▸ TASK DETAILS
Translate this sentence from the text on allowing versus wallowing into Spanish: "Absolutely acknowledge your feelings with gentleness and self-compassion."

▸ TEXT SEGMENT
◇ ◇ ◇ ◇ ◇

To allow or to wallow… what’s the difference?

Just one letter. One tiny letter with huge significance.

How do we make the distinction between wallowing and allowing our feelings? Should I allow my feelings when they’re based on cognitive distortions/ faulty beliefs? 

Thoughts create feelings. So should I allow my distorted thoughts to create distorted feelings? By allowing these distortions am I then wallowing?

There is this trend at the moment encouraging us to allow all of our feelings, but I think there is an extremely fine line between allowing and wallowing. I invite you (and remind myself) to tread very cautiously with this paradigm.

Absolutely acknowledge your feelings with gentleness and self-compassion. Meet them with love and hold space for yourself. Place your hand on your heart and tell yourself that you are listening. Denial after all is no one’s friend.

But then gently investigate your thoughts that preceded the feelings.

◇ ◇ ◇ ◇ ◇

▸ DATA ENTRIES

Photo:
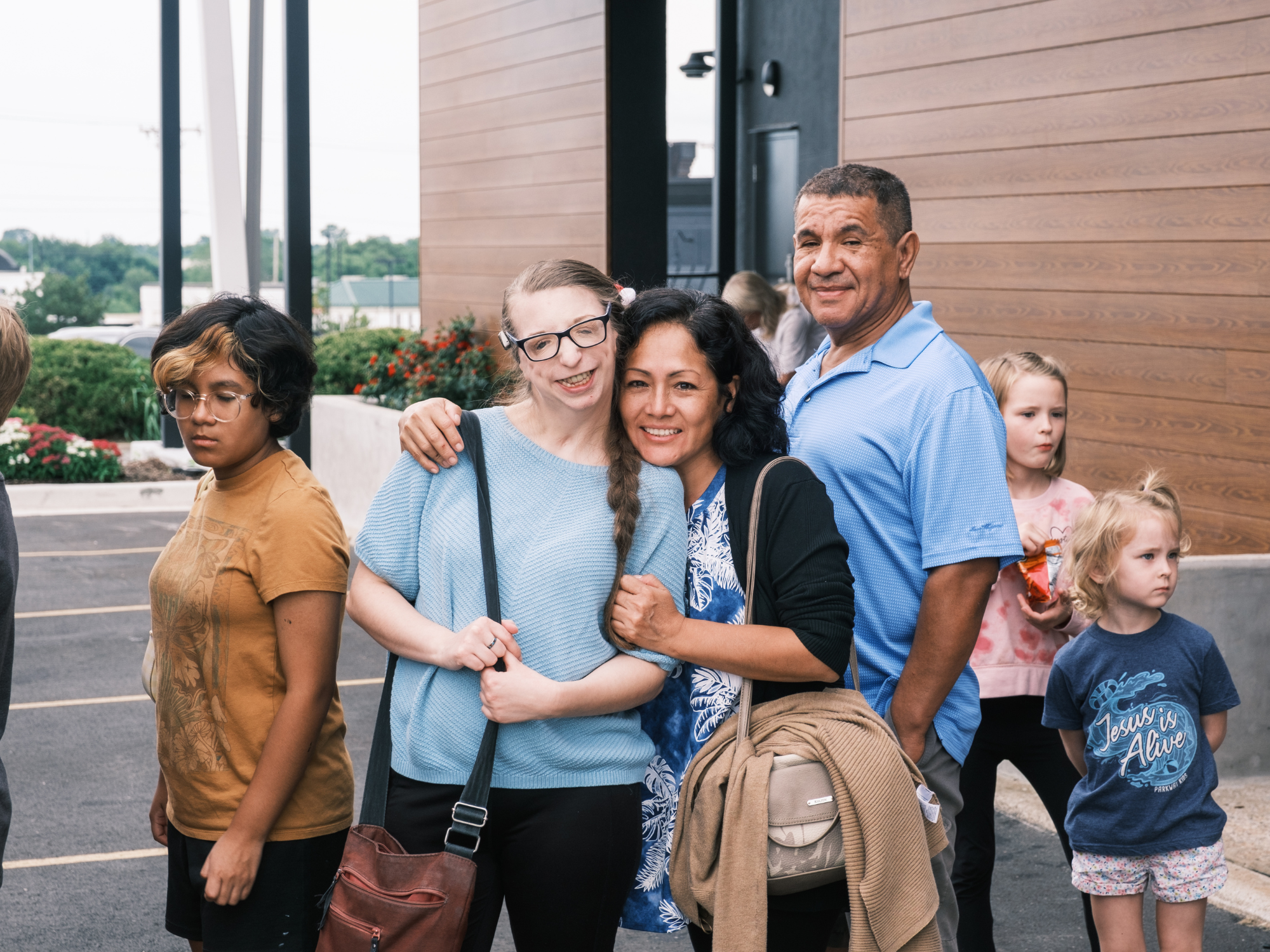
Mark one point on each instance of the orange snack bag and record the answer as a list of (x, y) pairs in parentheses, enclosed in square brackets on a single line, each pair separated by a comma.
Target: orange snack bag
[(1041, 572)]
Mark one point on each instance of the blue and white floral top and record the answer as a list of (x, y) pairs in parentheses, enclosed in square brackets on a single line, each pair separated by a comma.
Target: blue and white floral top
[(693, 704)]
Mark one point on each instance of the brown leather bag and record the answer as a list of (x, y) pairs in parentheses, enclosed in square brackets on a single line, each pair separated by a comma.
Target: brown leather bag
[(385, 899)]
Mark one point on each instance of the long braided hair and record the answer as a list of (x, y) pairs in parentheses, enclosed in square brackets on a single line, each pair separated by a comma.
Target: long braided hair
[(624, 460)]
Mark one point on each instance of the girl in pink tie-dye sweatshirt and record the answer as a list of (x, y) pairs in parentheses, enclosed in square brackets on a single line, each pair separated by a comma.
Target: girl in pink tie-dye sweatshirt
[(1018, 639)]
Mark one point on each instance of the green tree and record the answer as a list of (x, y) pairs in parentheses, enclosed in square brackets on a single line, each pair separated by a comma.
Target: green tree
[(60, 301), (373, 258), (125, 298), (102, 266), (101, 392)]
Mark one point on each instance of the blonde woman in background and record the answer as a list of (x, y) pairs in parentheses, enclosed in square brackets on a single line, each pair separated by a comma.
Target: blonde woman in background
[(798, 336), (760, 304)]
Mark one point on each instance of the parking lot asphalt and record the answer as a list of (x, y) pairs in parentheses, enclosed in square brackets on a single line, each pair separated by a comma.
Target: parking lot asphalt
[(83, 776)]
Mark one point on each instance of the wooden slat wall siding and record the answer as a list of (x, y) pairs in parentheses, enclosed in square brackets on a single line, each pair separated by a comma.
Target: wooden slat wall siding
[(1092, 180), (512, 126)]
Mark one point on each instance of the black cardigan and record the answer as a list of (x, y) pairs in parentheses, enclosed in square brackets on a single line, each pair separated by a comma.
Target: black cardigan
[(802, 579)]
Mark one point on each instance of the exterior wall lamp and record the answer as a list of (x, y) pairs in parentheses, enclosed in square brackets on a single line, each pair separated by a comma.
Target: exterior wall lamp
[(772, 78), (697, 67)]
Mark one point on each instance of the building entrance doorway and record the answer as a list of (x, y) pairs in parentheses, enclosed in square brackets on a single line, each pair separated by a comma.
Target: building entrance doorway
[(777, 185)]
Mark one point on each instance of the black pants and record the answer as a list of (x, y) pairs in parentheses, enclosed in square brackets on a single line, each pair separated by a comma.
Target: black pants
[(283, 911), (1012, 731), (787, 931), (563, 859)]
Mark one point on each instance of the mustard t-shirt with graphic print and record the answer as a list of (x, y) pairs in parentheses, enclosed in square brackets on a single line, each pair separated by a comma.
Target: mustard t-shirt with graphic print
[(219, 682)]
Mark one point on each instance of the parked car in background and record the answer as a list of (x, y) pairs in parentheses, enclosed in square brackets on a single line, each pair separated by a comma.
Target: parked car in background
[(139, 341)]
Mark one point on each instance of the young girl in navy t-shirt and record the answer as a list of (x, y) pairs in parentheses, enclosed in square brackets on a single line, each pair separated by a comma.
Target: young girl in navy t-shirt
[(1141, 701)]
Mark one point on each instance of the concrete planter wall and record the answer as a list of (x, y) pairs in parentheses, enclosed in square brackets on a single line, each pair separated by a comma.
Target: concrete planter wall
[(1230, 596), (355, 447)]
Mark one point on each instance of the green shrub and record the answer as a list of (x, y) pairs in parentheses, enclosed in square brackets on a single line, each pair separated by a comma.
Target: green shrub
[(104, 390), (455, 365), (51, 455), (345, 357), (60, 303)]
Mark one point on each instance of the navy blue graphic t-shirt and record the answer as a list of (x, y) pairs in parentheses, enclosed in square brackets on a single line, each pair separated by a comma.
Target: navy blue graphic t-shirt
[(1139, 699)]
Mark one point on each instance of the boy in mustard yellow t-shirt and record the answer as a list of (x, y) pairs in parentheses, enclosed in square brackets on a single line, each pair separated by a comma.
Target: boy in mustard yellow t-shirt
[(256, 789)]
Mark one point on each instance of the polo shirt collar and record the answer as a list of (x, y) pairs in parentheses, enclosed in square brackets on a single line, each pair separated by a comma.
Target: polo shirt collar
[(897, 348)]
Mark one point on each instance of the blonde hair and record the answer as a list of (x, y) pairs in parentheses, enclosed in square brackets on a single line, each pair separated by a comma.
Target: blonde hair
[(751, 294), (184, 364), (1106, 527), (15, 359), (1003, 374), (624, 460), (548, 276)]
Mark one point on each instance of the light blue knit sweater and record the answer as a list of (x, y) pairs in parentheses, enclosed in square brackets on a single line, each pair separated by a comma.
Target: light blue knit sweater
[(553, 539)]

◇ ◇ ◇ ◇ ◇

▸ THE ANSWER
Reconoce por completo tus sentimientos con delicadeza y autocompasión.